Supplied text »
Basketball player found not criminally responsible in stabbing to be kept at hospital indefinitely
Junior Sesay a 'significant threat' to public's safety, review board finds
A former Winnipeg basketball star found not criminally responsible for attempted murder has been ordered to stay at a mental health facility until further notice.
Junior Sesay was charged with attempted murder, robbery, and breaking and entering in connection with an attack on Lena Wenke, 20, who was stabbed more than 40 times during the early hours of May 23, 2017.
A judge found Sesay not criminally responsible for both the attempted murder and break and enter charges, after hearing evidence at trial that Sesay was suffering from psychotic delusions and believed his actions were appropriate.
The matter was then handed over to the Manitoba Criminal Code Review Board.
In a written decision dated Dec. 6, 2018, the board said Sesay must reside at either the PsycHealth Centre at Health Sciences Centre in Winnipeg or at the Selkirk Mental Health Centre in Selkirk, Man.
The board found Sesay, a former Winnipeg high school AAAA basketball player of the year, poses a "significant threat to safety of the public," the decision says.
Sesay was honoured as player of the year in 2013 when he graduated from Oak Park High School. He spent two years at the University of Victoria on a basketball scholarship before coming back to Manitoba, where he attended a pre-season training camp with the University of Winnipeg Wesmen but was dismissed after an argument with a teammate.
The review board's decision doesn't specify which facility Sesay is to live at, nor when he could be released.
It also says Sesay may be granted passes to leave the facility if his treatment team allows it, and the review board may consider allowing him to live in the community on an "extended pass" after receiving an updated assessment report.

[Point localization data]
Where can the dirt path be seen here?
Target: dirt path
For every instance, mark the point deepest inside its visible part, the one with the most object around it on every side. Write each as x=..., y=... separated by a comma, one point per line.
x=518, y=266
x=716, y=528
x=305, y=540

Complete the following »
#1 Answer these questions using the news report about Junior Sesay's review board decision:
(a) How many times was Lena Wenke stabbed?
(b) On what date was the review board's written decision issued?
(c) From which high school did Sesay graduate in 2013?
#2 Write the next part of the news report about Junior Sesay's review board decision, beginning after its final sentence.

Answers to the exercise »
#1
(a) More than 40 times.
(b) Dec. 6, 2018.
(c) Oak Park High School.

#2
Sesay also was ordered to have no contact with Wenke and to submit to random drug tests.
During his trial, court heard that Sesay barged into Wenke's West End home during the early morning hours of May 23, 2017. She was found outside the home, bloodied and left for dead.
At the time, police said Wenke, a basketball player with the U of W program, suffered "unbelievable" injuries. She was on life support for 24 hours after the attack and ultimately survived.
Sesay's trial centred on whether he was aware his actions were legally and morally wrong.
His defence attorney, James Wood, argued Sesay believed he had no other recourse but to kill Wenke, whom he thought was involved in a group chat where people made fun of him and wanted him to kill himself — but the group chat never existed.
A forensic psychiatrist testified that he believed the accused had delusions and schizophrenic symptoms that prevented him from knowing the break-in and attempted murder were morally wrong.
But the Crown argued that Sesay knew what he was doing, saying Sesay penned a note foretelling the killing.
Judge Brian Corrin said in his decision that there was "ample evidence of Mr. Sesay's paranoid delusions leading up to the offence."